• [Objective] Repeat word for word the part of the records below that opens with the line containing "Where is the dark" and closes with the line containing "(342, 873), (491, 988)", including both of those lines.

• [Data lines]
#####

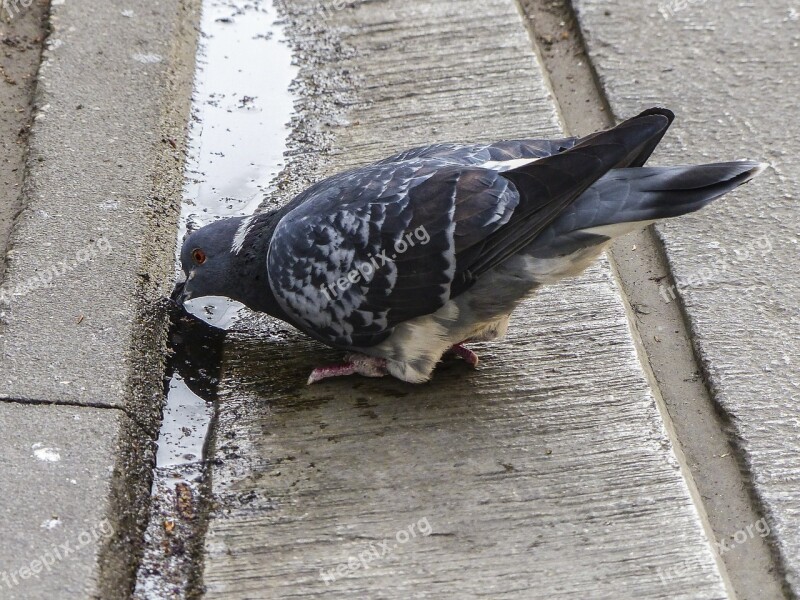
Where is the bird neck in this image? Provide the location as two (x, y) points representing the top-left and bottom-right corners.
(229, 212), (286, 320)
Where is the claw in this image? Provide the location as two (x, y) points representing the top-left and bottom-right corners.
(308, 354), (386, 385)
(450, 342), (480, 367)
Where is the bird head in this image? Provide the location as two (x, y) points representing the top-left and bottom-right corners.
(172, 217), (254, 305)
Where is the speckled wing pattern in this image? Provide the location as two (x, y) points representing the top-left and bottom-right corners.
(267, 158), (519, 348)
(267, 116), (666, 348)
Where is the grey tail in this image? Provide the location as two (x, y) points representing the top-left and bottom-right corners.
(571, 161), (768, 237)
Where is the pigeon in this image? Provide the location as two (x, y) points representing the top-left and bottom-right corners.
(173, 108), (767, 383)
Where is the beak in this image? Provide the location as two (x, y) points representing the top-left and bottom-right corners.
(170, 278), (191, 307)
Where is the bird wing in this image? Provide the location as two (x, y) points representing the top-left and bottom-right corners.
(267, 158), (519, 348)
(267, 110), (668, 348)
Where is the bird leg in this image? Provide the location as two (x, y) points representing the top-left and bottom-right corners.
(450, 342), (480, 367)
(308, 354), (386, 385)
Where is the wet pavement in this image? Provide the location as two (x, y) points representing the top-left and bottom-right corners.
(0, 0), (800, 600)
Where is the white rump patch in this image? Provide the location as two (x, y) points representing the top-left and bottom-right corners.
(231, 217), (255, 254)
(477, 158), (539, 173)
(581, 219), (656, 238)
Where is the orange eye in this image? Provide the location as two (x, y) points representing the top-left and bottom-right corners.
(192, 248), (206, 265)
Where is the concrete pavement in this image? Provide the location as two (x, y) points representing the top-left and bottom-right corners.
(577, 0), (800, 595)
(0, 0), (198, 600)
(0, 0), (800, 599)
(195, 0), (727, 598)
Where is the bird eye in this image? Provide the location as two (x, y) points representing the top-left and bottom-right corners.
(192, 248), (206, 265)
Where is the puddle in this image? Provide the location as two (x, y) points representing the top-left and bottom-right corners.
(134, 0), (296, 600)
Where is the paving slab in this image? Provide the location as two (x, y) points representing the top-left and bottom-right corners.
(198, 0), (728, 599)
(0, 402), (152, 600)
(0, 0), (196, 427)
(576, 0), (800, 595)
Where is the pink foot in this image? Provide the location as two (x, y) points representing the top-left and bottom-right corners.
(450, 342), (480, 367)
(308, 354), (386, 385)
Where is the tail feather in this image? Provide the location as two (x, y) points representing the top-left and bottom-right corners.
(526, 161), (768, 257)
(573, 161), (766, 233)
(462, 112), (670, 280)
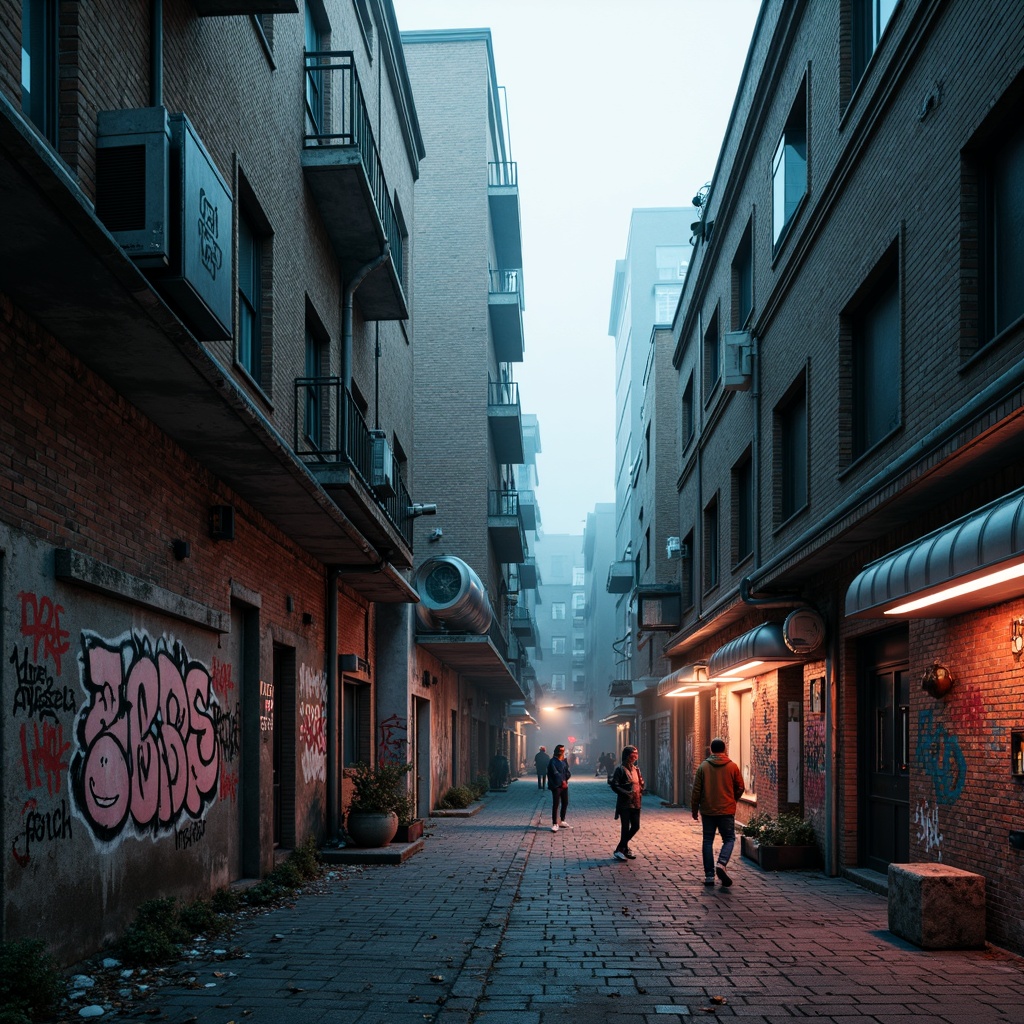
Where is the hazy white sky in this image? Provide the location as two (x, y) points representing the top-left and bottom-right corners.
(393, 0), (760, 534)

#####

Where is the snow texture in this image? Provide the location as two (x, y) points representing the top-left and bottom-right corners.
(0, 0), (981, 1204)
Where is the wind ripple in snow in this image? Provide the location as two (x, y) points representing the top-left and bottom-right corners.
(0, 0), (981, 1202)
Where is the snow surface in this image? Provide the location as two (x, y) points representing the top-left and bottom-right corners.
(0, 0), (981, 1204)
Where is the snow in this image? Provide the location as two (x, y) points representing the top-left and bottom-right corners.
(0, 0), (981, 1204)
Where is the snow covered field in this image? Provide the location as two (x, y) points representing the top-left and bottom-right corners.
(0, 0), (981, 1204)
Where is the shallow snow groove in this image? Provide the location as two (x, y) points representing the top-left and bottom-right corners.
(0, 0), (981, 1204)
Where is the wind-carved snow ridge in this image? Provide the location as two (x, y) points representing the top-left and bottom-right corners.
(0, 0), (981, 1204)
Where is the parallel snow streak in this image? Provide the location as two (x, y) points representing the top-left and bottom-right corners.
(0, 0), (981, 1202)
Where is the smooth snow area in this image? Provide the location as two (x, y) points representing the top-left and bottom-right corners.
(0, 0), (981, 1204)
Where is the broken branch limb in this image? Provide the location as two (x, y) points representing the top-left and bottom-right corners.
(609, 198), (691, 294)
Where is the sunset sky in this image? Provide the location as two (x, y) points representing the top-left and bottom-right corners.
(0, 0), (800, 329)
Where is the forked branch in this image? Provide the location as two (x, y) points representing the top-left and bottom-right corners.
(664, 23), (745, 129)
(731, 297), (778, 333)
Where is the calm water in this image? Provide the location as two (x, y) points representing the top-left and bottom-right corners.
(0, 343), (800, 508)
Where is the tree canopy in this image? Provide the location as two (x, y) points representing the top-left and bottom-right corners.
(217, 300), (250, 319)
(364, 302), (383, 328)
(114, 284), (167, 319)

#####

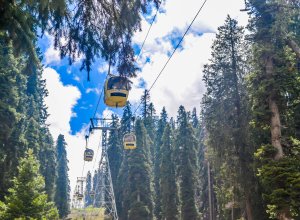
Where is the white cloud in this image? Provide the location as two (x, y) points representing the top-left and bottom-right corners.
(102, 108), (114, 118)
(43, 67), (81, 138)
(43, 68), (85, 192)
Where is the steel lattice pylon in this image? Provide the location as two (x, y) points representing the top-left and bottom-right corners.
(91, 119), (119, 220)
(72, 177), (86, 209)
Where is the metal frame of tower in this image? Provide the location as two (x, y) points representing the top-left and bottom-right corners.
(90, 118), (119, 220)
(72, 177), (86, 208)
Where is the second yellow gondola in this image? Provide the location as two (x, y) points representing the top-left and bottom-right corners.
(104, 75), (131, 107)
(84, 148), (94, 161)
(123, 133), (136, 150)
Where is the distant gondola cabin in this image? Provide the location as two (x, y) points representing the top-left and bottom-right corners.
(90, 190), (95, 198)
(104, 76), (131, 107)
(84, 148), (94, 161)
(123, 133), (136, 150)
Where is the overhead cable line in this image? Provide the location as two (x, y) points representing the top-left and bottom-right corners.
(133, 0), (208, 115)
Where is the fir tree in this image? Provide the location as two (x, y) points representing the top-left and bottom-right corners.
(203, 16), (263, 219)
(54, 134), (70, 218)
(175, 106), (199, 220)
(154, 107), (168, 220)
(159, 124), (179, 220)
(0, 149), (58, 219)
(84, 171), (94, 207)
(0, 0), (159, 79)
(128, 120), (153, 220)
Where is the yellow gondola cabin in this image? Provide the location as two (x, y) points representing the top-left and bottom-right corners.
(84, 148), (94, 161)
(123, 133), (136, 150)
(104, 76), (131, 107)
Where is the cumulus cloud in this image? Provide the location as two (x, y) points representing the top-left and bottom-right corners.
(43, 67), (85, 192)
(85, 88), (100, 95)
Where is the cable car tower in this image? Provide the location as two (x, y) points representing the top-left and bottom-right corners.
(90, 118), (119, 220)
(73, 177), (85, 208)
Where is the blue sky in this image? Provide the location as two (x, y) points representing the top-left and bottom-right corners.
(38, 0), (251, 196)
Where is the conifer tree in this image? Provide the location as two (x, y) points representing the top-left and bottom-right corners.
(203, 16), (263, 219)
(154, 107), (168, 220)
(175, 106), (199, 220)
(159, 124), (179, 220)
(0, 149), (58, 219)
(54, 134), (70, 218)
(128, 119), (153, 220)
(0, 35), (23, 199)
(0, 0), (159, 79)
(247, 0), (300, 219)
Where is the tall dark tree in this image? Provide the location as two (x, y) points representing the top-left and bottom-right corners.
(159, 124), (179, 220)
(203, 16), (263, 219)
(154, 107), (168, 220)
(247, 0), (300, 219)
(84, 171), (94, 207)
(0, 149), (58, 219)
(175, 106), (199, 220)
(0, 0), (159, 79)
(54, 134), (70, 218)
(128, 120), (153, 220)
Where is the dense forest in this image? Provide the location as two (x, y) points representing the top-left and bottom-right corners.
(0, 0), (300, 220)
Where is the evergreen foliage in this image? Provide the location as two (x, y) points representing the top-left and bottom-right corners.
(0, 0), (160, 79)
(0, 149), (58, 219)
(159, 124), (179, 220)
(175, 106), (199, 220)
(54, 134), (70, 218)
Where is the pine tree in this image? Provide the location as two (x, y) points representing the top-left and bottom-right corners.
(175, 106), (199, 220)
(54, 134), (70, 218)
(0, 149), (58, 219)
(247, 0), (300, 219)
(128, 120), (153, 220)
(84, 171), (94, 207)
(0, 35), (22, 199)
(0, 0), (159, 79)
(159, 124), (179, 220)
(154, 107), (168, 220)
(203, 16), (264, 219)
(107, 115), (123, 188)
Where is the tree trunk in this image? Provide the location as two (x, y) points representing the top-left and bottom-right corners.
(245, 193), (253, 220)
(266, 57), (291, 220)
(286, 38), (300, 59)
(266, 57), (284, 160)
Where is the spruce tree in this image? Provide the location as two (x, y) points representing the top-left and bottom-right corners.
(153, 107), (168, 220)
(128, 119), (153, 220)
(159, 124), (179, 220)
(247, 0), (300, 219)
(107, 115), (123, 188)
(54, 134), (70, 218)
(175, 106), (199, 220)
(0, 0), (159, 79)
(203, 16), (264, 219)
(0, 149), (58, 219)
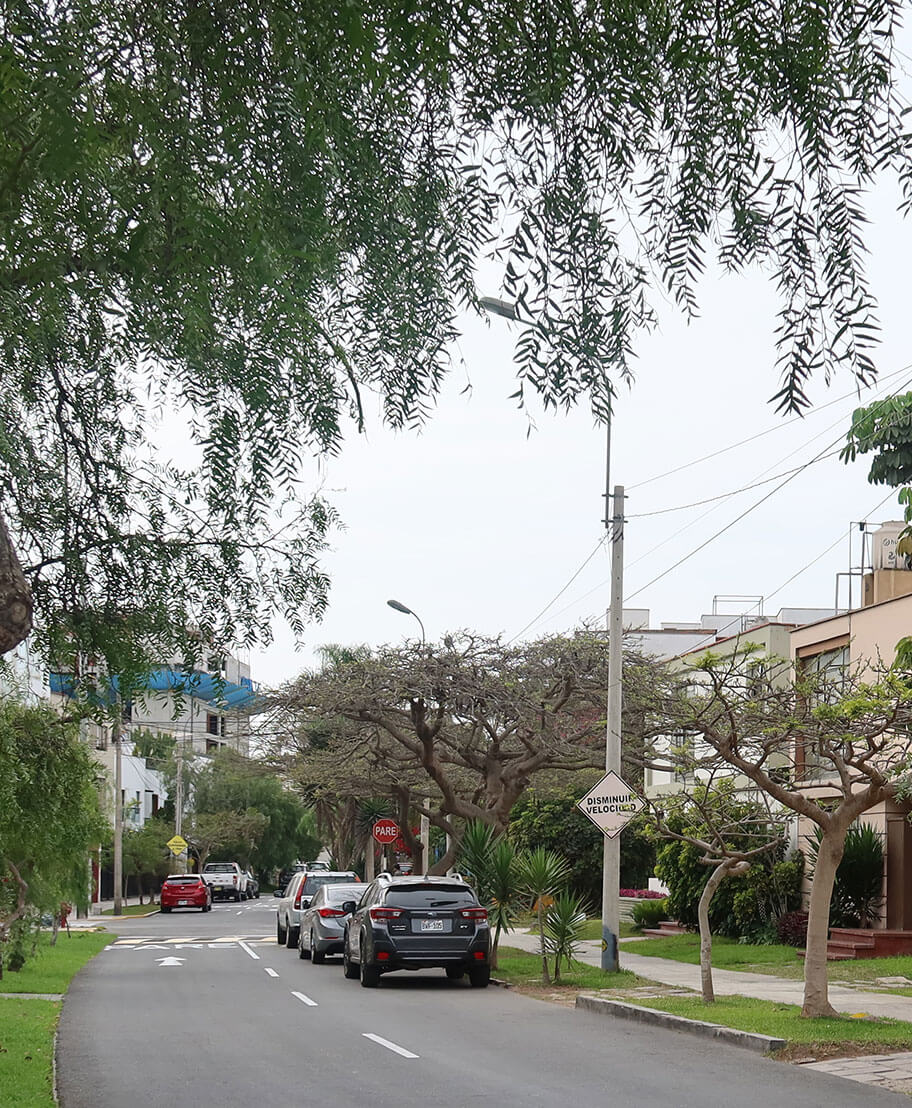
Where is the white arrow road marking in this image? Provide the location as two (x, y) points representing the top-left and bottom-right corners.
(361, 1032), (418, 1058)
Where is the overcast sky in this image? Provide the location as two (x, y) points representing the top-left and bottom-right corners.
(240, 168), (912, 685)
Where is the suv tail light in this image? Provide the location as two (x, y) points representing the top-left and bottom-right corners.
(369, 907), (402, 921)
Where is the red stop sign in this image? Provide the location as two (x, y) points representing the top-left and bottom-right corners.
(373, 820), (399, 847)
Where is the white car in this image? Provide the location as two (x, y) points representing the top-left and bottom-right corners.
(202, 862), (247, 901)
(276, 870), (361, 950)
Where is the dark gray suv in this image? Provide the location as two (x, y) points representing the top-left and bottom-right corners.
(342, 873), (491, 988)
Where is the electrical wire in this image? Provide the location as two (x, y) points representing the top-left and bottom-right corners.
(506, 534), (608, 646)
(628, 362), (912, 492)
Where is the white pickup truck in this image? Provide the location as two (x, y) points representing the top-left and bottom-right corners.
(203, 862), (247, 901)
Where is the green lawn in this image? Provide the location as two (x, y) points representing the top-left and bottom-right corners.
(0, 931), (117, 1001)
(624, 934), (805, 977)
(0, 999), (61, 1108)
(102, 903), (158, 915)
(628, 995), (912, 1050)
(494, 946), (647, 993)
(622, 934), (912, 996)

#####

• [In response]
Where is the dark gray suv in this image? Provide the location as two (x, y) points representing the top-left and bottom-right corners.
(342, 873), (491, 988)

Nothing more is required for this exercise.